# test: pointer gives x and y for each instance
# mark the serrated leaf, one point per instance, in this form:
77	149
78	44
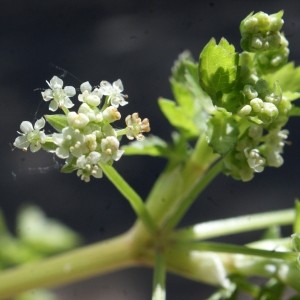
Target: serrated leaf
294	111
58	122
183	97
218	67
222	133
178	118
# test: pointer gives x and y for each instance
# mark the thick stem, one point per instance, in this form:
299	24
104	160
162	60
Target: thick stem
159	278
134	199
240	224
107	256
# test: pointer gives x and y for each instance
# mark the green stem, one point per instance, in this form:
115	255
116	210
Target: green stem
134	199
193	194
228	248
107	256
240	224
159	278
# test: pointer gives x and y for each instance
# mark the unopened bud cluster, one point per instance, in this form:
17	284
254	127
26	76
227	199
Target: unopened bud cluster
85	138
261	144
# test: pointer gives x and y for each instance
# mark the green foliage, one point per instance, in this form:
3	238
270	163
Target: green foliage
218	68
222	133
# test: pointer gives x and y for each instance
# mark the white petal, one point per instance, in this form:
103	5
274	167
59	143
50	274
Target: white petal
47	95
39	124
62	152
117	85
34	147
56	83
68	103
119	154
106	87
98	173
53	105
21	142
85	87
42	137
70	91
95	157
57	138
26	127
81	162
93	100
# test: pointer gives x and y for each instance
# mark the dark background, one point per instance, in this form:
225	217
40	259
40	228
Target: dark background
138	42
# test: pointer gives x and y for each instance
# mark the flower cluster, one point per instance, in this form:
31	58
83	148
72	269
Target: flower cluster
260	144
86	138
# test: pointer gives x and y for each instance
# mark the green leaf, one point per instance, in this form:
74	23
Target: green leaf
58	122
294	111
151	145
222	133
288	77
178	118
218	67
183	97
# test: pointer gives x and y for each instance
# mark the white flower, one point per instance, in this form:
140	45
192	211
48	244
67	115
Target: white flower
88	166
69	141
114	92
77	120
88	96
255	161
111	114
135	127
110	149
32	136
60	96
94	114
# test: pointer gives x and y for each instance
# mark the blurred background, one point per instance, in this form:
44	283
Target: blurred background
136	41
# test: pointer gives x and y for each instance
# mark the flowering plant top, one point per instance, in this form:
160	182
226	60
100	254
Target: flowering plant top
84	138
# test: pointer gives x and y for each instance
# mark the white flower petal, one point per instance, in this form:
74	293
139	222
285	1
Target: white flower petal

· · · ·

__WHAT THE TASK ASKS__. Would you repeat the listing word for word and skip every picture?

__RESPONSE AREA__.
# test: pointer gives x and y for each instance
# mark the serrated leaf, one point per instance, in this form:
77	149
78	44
Target: serrated leaf
294	111
58	122
183	97
218	67
222	133
178	118
# test: pointer gives x and y for each instance
# mark the thick stem, one point per instance, in this form:
299	24
104	160
162	60
Target: thick stem
159	278
134	199
240	224
107	256
# test: pointer gives x and y for each instance
# mark the green stem, one point per instance, in this form:
115	255
116	210
Target: green stem
134	199
193	194
228	248
107	256
240	224
159	278
# test: pointer gives x and y for each instance
# mark the unopened bud cluster, one point per instance, in this form:
17	284
254	127
26	76
227	199
Target: unopened bud cluster
85	138
261	144
# test: pointer gives x and y for each instance
# mark the green foliage, one point per instance, in this form:
3	238
270	163
Target: green foliage
218	68
222	133
# test: pointer gives x and y for each instance
# mark the white petal, one point per instance, in this form:
103	5
274	167
59	143
50	274
Target: white petal
47	95
39	124
62	152
117	85
34	147
56	83
68	103
119	154
106	87
98	173
53	105
21	142
85	87
42	137
70	91
95	157
57	138
26	127
81	162
93	100
# test: pointer gives x and y for each instance
# mark the dark background, one point per instance, in this form:
225	217
40	259
40	228
Target: dark background
138	42
# test: pointer gives x and y for each instance
# mark the flower cluster, one point per instance, in this form:
31	58
83	148
72	269
Target: flower cluster
260	144
86	138
# test: pointer gives x and y for each instance
# mark the green leaf, one point per instance, in this form:
74	23
Target: green leaf
58	122
294	111
151	145
222	133
288	77
178	118
218	67
183	97
# test: pointer gives x and y for each instance
# mark the white flower, one point per instance, in this form:
140	45
192	211
48	244
67	115
Target: white flower
88	166
69	141
114	92
77	120
88	96
255	161
111	114
135	127
110	149
32	136
60	96
94	114
# test: pointer gives x and y for each instance
# mark the blurred background, one point per instance, in this form:
44	283
Target: blurred background
136	41
# test: pointer gives x and y for each instance
# mark the flowering plant top, one point per instance, in this form:
160	182
226	60
100	254
Target: flowering plant top
84	138
# test: pointer gives x and y for each instance
# mark the white flower petal, one point per instance, in this form:
74	293
139	222
285	1
Target: white flower petal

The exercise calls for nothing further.